### [DATA TO PROCESS]

***

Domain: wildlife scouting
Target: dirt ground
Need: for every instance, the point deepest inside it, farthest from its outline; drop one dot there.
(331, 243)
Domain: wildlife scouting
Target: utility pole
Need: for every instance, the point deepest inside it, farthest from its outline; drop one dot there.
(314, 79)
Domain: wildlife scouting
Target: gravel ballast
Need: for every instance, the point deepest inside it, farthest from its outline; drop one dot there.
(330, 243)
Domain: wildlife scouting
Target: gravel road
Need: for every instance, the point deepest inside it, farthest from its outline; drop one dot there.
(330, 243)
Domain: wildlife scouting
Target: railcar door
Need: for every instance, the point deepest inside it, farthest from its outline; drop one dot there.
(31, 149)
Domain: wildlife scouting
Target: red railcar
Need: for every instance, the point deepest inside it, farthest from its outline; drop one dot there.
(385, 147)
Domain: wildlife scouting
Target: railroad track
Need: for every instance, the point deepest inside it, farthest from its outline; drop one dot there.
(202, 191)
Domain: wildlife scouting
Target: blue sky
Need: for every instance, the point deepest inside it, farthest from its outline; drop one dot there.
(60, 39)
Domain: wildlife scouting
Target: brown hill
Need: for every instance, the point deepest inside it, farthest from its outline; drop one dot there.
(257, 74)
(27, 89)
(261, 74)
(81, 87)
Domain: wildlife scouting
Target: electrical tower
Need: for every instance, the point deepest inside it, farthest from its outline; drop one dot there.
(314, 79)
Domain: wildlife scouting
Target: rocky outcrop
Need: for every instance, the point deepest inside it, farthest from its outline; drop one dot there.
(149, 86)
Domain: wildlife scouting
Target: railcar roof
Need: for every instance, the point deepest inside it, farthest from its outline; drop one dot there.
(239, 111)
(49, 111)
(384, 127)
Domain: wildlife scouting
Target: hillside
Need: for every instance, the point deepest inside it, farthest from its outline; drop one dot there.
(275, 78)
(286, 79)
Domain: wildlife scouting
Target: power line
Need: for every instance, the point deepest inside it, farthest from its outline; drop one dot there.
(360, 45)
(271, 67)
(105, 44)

***

### [WRITTEN EXERCISE]
Give the listing again, word for word.

### [EXPECTED ANSWER]
Domain: wildlife scouting
Target: dirt ground
Need: for every instance, the point deepest inside it, farthest from its outline; drop one dot there.
(331, 243)
Domain: wildlife scouting
Target: utility pole
Need: for every instance, the point deepest inside it, farthest from its outline; drop one dot there.
(314, 79)
Domain: wildlife scouting
Target: gravel ballast
Need: for every instance, the point deepest inside it, farthest from its outline; drop one dot there.
(330, 243)
Domain: wildlife scouting
Target: gravel road
Need: for every instance, the point deepest inside it, farthest from its outline; drop one dot there.
(330, 243)
Domain: wildlife scouting
Target: railcar door
Need: for every instance, the point deepest inside it, farthest from its outline; drop one dot there.
(31, 149)
Domain: wildlife scouting
Target: red railcar
Need: for every instance, the point deepest inside it, farthest from its outline; drop one dot there.
(385, 147)
Domain: wildlife scouting
Target: railroad track
Need: for every instance, the point deepest inside it, farthest from its outline; drop one dot there.
(202, 191)
Domain: wildlife scouting
Target: blue sky
Need: for every instance, the point deepest inside it, farthest from its outline; drop one dot there.
(60, 39)
Domain: wildlife scouting
Target: brown hill
Need: for every instance, the point deepest inside it, farthest from its outline; drop one dot there.
(257, 74)
(27, 89)
(261, 74)
(81, 87)
Domain: wildlife scouting
Target: electrical tower
Need: for every instance, the point deepest inside it, farthest from its outline; drop one dot there.
(314, 79)
Domain: wildlife scouting
Target: rocky outcrop
Need: for every instance, the point deepest inside it, farthest from its outline; drop one dot there.
(149, 86)
Domain: wildlife scouting
Target: railcar roof
Need: for every instance, the point deepest inside it, farthest from its outline; drop one dot there.
(239, 111)
(49, 111)
(384, 127)
Domain: wildlife scouting
Target: hillside
Need: for every instance, the point deepest inside it, farthest from its outline; drop one dot there.
(275, 78)
(286, 79)
Domain: wildlife scouting
Target: power line
Need: for every instance, the point deepest inside it, farthest from its outline; drop one dot there.
(360, 45)
(271, 67)
(105, 44)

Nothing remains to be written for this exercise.